§ **JOB**:
Copy out the entries below word for word, starting at the first line and ending with the line that contains "<point>54,345</point>", inclusive.
--- begin SUPPLIED INFORMATION ---
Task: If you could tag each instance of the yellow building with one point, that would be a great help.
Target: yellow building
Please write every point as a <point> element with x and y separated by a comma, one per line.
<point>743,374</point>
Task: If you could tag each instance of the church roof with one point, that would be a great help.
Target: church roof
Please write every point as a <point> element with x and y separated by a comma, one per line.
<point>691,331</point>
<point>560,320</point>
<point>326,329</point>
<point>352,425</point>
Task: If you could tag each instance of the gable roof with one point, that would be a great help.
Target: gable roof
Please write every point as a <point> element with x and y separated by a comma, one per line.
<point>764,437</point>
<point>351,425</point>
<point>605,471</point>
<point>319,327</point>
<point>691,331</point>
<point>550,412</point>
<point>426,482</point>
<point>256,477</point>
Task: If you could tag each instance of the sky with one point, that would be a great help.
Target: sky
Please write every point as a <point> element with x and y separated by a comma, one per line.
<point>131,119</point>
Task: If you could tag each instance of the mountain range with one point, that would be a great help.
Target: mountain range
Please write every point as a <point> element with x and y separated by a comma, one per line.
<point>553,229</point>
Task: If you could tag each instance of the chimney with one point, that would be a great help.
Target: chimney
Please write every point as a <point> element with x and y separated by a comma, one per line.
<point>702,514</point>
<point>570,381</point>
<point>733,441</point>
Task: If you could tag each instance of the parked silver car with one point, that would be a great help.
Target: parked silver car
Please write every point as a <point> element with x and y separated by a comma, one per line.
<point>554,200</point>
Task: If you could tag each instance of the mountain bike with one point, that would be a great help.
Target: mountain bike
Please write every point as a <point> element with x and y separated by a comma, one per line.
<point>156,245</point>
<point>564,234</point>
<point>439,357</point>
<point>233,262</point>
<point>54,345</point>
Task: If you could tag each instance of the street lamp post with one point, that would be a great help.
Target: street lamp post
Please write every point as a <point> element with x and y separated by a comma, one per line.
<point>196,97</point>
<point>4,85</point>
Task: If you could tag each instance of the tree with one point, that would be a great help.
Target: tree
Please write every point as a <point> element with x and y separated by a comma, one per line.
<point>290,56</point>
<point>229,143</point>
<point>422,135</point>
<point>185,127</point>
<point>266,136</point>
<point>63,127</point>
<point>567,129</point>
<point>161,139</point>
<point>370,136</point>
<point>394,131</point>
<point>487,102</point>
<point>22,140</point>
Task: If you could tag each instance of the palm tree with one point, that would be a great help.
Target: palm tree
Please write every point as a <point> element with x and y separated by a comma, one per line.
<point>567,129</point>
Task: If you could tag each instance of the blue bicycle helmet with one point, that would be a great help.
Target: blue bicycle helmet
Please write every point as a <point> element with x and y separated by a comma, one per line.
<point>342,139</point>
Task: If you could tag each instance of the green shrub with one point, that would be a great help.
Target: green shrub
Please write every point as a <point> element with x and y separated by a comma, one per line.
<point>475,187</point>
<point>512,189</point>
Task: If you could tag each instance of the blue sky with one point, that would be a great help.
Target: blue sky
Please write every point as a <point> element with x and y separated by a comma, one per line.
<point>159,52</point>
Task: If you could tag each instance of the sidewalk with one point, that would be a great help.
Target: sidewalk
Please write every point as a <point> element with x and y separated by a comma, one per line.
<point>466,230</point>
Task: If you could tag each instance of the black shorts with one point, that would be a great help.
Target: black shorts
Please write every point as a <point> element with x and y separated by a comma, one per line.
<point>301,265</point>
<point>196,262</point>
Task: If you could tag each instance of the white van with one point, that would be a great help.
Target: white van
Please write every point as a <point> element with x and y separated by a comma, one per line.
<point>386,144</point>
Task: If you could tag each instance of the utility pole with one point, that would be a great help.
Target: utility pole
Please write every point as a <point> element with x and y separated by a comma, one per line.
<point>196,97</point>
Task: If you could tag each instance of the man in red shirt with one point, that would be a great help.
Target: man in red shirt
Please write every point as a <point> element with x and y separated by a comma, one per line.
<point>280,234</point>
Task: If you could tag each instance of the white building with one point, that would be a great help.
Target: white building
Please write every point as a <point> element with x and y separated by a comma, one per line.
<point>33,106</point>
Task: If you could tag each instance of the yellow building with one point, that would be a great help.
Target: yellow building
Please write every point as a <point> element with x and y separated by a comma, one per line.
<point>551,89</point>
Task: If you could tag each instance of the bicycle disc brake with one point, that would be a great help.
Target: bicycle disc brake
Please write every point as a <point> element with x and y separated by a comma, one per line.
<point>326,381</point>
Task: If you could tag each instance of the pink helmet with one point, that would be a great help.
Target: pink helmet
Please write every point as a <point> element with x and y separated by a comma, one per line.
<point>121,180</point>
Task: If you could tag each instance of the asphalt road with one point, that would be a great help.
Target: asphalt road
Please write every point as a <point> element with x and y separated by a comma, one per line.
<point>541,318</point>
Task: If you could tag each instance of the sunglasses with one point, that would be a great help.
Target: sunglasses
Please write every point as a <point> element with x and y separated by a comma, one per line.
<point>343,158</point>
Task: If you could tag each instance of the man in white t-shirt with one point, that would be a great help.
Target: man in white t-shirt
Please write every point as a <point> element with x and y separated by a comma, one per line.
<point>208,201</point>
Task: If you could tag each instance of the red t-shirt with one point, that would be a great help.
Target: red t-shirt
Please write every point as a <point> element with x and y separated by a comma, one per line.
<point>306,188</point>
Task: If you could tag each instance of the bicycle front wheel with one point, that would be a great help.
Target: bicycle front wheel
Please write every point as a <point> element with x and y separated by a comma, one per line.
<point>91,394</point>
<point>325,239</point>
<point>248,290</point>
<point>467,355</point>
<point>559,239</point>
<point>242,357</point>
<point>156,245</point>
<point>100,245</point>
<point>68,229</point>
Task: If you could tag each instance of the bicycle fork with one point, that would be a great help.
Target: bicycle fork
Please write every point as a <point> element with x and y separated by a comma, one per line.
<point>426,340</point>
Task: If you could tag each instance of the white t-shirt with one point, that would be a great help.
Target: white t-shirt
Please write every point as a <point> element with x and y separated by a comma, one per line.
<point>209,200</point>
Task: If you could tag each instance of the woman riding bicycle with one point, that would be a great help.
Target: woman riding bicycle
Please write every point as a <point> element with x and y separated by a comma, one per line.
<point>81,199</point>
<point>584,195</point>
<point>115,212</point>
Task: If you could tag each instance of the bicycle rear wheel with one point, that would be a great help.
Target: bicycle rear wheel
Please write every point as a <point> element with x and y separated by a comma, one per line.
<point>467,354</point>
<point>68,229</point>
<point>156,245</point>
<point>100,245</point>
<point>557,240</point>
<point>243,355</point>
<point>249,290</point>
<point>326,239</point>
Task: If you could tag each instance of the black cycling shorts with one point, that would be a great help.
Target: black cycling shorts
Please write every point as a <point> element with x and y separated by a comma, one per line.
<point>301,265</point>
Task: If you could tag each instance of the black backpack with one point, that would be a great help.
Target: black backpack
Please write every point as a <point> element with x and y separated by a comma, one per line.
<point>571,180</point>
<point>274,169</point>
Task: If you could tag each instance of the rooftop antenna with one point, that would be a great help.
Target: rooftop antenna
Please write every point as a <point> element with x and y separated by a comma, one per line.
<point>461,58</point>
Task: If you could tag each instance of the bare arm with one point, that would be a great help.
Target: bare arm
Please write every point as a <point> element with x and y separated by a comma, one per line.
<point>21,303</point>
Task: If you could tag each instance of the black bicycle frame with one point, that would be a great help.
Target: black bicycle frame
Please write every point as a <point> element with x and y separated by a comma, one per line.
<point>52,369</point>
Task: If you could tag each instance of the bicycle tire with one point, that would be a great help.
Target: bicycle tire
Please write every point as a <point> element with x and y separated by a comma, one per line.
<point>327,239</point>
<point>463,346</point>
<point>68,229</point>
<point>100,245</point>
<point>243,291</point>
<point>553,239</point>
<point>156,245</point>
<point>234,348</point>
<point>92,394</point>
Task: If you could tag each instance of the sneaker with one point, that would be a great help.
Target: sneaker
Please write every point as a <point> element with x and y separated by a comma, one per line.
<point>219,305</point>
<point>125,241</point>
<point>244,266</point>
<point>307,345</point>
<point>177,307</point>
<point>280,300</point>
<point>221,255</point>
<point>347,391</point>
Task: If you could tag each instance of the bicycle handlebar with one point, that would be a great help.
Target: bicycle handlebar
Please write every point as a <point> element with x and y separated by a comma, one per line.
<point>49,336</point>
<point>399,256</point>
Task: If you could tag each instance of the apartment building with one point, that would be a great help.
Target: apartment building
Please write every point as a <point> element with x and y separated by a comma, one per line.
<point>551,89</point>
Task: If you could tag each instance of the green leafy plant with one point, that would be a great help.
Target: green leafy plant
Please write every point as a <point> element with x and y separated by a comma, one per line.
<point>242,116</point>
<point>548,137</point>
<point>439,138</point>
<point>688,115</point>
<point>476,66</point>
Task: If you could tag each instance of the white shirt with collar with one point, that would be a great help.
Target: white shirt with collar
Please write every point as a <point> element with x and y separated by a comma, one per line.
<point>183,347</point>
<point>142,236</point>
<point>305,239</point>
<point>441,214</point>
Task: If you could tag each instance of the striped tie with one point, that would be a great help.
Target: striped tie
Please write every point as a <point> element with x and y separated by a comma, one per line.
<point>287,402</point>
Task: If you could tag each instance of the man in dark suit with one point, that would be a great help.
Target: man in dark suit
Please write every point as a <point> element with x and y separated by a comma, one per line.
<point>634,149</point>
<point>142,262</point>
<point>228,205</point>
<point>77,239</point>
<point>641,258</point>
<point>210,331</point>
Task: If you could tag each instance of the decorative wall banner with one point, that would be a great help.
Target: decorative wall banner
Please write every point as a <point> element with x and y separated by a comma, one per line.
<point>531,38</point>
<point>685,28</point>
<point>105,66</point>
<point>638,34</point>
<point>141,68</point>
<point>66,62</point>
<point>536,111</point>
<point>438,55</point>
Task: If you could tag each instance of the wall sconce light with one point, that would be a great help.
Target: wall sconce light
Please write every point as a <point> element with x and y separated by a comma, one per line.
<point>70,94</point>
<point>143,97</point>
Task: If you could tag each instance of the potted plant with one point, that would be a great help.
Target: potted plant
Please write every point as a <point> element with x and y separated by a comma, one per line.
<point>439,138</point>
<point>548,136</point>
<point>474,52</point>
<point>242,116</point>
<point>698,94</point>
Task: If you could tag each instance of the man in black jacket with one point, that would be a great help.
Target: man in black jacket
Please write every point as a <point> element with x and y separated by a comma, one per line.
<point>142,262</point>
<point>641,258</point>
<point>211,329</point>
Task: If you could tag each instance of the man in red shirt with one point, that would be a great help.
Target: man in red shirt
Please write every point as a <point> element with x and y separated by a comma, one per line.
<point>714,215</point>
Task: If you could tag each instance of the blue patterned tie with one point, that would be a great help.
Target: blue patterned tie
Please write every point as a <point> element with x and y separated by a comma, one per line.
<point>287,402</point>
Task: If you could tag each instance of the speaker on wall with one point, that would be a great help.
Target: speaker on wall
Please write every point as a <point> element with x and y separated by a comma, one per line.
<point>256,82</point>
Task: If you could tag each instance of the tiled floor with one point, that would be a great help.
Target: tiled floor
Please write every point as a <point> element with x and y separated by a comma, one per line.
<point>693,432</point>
--- end SUPPLIED INFORMATION ---
§ **TASK ANSWER**:
Task: If you could tag each instance of the yellow building with one point, that would be a great help.
Target: yellow building
Please write every point as a <point> element with x and y separated by a comma, one per line.
<point>743,374</point>
Task: If you could tag each instance of the church roof with one point, that would be a great help.
Target: church roof
Please write every point as a <point> element with x and y separated by a comma, one per line.
<point>691,331</point>
<point>560,320</point>
<point>326,329</point>
<point>352,425</point>
Task: If you could tag each instance of the gable roof with one point, that would be a great help.
Target: gable roof
Please write every point as a <point> element with x and y separated by a comma, one per line.
<point>764,437</point>
<point>351,425</point>
<point>605,471</point>
<point>319,327</point>
<point>691,331</point>
<point>550,412</point>
<point>426,482</point>
<point>256,477</point>
Task: If you could tag each instance of the sky with one point, that would be a great help.
Target: sky
Please write every point as a <point> element with x and y separated by a comma, one per line.
<point>131,119</point>
Task: If you could tag each instance of the mountain range with one point, that would be a great help.
Target: mountain range
Please write every point as a <point> element with x and y separated by a comma, one per line.
<point>553,229</point>
Task: If you could tag each instance of the chimney with one point, that would be a great help.
Target: chimney
Please write every point as a <point> element with x and y separated by a comma, one per line.
<point>702,514</point>
<point>570,381</point>
<point>733,441</point>
Task: If you could tag each instance of the parked silver car with one point, that would be a great help.
Target: parked silver car
Please write every point as a <point> element with x and y separated by a comma, one per line.
<point>554,200</point>
Task: If you could tag each instance of the mountain bike with one point, that would be a great help.
Target: mountain bike
Please write every point as a <point> element with x and y separated by a comma, one per line.
<point>156,245</point>
<point>564,234</point>
<point>439,357</point>
<point>233,262</point>
<point>54,345</point>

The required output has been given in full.